» **ТЕКСТ**:
##############################
Каждый год я проводил июнь, а часто и июль у племен, живших по Тигру, к северу от города Амары. Дважды я поднимался по Тигру почти до Кут-эль-Амары. За исключением 1954 года, когда мы прошли по этому району в нашей тарраде через затопленную водой пустыню из Сайгала, меня сопровождали только Амара и Сабайти. Мы всегда путешествовали верхом; наши хозяева одалживали нам лошадей до ближайшей деревни или кочевья. Ни Амаре, ни Сабайти не доводилось прежде ездить верхом. Когда они впервые сели в седло, их лошади пошли в противоположных направлениях. Но вскоре, попрактиковавшись, они стали неплохими всадниками. А так как сам я был беспомощен в лодке, мне доставляло удовольствие демонстрировать им свое умение ездить верхом, хотя в основном мы двигались шагом — ведь в седельных вьюках было мое медицинское снаряжение. К полудню иногда становилось нестерпимо жарко, но ночи в июне были еще прохладными, и я был рад завернуться в два одеяла. Весь месяц дул северо-западный ветер, нередко ураганной силы; бывали и пыльные бури, когда в двух шагах ничего не было видно. В июле ветер стихал, и тогда даже по ночам не было спасения от влажной жары, достигавшей 50 градусов в тени.

Из четырех моих постоянных спутников Амара и Сабайти были моими любимцами. Во время этих путешествий, вдали от своих сородичей и от привычного окружения озер, они становились мне еще ближе. Я стал принимать все большее участие в их личных делах. Ясин и Хасан женились в 1955 году. Теперь была очередь Амары и Сабайти. Они сказали, что женятся только после моего отъезда, так как хотят быть со мной до конца. Я не мог вернуться сюда на следующий год, потому что договорился с издателем, что напишу книгу о Южной Аравии.

Амара был помолвлен с сестрой Сабайти. За пять месяцев до этого Сахайн и я по поручению Амары отправились к Лязиму, отцу Сабайти. Следовало также побеседовать с братом Лязима, так как, по обычаю, его сын имел преимущественное право на эту девушку, и он согласился на помолвку Амары только после бесконечно долгого спора. Мы договорились, что выкуп за невесту составит 75 динаров. И Амара и Сабайти были в восторге, и в тот вечер в Бу Мугайфате мы отпраздновали это событие танцами, песнями и пальбой из ружей.
##############################
» **ФРАГМЕНТ НАБОРА ДАННЫХ**:
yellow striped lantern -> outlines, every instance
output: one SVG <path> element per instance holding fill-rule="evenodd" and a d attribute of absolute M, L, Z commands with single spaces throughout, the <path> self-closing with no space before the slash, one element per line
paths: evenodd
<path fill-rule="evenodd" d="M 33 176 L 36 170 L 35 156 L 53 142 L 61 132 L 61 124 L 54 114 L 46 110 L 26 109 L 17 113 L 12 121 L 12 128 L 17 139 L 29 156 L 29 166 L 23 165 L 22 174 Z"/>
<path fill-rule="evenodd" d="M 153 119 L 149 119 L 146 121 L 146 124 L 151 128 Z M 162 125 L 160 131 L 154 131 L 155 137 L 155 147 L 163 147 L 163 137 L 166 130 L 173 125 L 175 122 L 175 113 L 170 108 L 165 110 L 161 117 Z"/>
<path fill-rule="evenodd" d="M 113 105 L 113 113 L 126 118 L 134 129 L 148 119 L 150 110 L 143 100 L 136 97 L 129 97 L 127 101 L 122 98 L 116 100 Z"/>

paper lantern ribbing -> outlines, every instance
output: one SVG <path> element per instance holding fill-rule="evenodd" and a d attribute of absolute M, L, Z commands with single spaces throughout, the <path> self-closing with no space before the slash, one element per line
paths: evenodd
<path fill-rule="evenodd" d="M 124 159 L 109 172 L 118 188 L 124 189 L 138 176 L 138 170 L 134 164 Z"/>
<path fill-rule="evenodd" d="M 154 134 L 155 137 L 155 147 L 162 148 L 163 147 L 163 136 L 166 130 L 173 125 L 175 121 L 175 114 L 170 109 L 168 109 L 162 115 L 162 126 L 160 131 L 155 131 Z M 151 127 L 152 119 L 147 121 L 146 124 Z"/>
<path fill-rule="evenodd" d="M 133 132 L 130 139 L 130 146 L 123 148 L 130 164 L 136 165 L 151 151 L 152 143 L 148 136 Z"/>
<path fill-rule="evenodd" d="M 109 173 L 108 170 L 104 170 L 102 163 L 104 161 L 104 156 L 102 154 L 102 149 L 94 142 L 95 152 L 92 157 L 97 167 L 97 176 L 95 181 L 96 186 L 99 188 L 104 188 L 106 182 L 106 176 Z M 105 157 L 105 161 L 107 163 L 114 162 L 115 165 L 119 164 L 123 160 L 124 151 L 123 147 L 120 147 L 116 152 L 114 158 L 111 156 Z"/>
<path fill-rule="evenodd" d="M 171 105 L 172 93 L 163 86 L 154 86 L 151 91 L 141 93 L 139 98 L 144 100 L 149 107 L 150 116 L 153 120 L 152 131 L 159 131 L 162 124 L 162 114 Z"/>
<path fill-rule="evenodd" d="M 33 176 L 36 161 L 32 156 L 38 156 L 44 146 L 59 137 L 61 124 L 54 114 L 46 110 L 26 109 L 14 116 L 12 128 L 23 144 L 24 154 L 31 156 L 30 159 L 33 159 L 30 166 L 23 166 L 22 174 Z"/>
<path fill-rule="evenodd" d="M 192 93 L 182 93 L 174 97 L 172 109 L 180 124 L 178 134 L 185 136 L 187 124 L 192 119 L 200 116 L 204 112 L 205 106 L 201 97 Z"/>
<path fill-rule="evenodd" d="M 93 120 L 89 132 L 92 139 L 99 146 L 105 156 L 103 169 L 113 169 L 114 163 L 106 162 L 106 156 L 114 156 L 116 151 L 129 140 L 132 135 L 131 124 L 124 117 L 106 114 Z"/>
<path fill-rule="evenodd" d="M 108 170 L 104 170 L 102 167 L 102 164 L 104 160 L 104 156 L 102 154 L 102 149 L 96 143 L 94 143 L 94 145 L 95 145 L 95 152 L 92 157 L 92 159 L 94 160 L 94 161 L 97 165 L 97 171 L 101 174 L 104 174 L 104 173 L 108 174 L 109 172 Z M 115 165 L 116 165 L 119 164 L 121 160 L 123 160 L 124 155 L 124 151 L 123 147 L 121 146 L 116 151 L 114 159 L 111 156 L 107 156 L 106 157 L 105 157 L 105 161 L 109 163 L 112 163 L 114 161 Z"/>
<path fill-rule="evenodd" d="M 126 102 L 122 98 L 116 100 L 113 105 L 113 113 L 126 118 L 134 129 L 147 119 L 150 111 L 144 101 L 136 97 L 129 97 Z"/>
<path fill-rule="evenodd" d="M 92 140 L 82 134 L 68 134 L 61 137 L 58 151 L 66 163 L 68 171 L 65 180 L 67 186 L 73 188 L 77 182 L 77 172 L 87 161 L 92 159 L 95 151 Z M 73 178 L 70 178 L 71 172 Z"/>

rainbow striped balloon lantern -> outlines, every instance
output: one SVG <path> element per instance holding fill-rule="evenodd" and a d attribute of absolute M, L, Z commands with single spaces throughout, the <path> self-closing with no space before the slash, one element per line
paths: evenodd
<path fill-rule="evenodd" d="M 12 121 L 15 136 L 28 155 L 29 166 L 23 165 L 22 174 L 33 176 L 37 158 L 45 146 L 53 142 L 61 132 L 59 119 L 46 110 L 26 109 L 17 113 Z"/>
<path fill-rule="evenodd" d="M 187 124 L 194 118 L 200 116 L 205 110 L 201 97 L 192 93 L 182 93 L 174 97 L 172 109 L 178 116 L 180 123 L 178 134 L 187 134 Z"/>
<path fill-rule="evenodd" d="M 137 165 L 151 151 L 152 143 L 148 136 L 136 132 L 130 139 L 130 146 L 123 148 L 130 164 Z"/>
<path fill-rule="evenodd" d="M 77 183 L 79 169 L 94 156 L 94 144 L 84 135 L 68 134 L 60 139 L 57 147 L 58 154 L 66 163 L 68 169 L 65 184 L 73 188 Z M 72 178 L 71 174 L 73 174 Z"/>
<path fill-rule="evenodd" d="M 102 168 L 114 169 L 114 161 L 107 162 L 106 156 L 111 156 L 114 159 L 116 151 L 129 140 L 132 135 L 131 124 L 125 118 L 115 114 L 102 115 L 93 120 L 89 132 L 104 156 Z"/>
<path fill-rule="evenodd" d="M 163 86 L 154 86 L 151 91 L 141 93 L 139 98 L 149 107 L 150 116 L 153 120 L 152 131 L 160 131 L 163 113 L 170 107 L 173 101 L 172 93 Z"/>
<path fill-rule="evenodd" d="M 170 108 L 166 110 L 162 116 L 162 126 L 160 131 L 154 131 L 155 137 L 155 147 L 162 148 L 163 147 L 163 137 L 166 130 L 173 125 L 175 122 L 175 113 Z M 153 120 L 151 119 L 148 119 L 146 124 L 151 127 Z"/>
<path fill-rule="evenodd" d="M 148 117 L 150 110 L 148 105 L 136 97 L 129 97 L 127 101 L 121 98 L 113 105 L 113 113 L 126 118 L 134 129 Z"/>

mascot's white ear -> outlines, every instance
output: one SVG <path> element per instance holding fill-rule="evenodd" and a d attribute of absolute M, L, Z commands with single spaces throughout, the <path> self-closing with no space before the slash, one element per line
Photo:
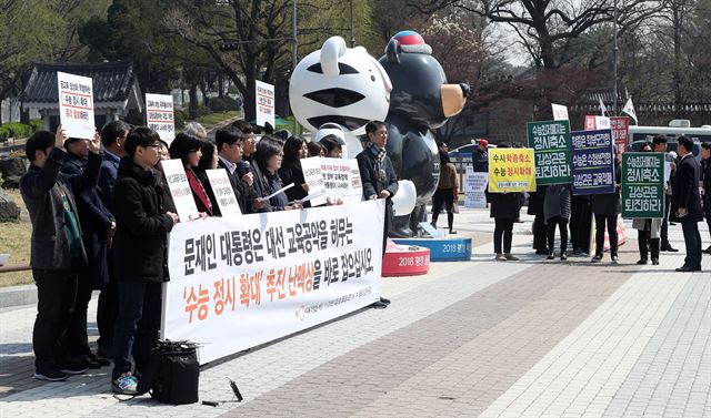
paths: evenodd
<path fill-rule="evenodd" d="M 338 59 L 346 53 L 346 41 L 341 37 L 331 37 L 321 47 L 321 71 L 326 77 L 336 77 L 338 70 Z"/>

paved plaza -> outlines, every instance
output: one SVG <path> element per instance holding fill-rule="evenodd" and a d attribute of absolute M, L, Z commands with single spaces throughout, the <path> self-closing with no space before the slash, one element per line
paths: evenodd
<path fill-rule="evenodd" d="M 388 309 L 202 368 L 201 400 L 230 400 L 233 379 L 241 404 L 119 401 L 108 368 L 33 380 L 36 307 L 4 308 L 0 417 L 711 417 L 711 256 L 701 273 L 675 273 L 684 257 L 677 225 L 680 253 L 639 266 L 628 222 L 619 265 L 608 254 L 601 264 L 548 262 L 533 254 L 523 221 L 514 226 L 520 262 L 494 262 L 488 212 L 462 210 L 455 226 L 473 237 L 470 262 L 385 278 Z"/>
##############################
» **ЗАДАНИЯ**:
(1) Соответствуют ли тексту о поездках по Тигру эти утверждения? (a) До этих поездок Амара и Сабайти никогда не ездили верхом. (b) В июле ветер усиливался. (c) Выкуп за невесту договорились установить в 100 динаров. На каждое ответьте «да» или «нет» и приведите решающие слова текста.
(2) Подхватите текст о поездках по Тигру и продолжите его после последнего предложения.
Материал для работы не понадобится.

» **ОТВЕТЫ**:
(1)
(a) Да: «Ни Амаре, ни Сабайти не доводилось прежде ездить верхом».
(b) Нет: «В июле ветер стихал».
(c) Нет: «выкуп за невесту составит 75 динаров».

(2)
В тот год, как всегда, наши странствования не имели определенной цели. Мы знали, что нас ждет радушный прием в любой из деревушек, лежащих на нашем пути на север. Мы останавливались там, где хотели, и уезжали, когда заблагорассудится. Некоторое время нас принимало гостеприимное племя аль бу-дарадж. Эти люди выращивали рис вдоль протоков, рассеивавшихся на одном изолированном болотистом участке. У них мы одалживали лодки, чтобы посетить кочевые племена каулаба и акайль, которые пасли своих буйволов среди низкорослого касаба или на затопленных клочках земли, поросших колючим кустарником. Потом мы снова ехали верхом мимо рисовых полей аль бу-али, части племени аль бу-мухаммед, последовавшей за хаджжи Сулейманом па север после сражения с Маджидом. Затем мы добрались до земель бени лам.

Мутная река текла по голой равнине, оранжевое солнце поднималось и садилось за плоский горизонт, пересекающий пустыню. Некоторое время мы ночевали у пастухов в тесных черных палатках. Овцы и козы наступали на нас, тучи мух вились над нами от зари до зари. Но я всегда с удовольствием останавливался у этих кочевников. Вечера, когда мальчики-пастухи играли на дудочках, сидя у мерцающего огня костров, были полны очарования. Иногда мы расседлывали лошадей в разбросанных на берегу реки деревушках; здесь многие мелкие шейхи были радушными хозяевами и приятными собеседниками. В полдень ветер обжигал палящим зноем, но внутри маленьких глинобитных домов царила божественная прохлада, так как окна были закрыты циновками, которые постоянно поливали водой.

Эта суровая земля будила во мне то самое чувство свободы, которое я так остро ощущал в пустыне. Такой же бесконечный простор, и в немногочисленных домах — лишь самое необходимое для жизни. Здесь я много занимался лечением больных. Это всегда было интересно и нередко доставляло мне чувство удовлетворения. Нравились мне и сами бени лам. Со многими из них я успел подружиться во время предыдущих посещений.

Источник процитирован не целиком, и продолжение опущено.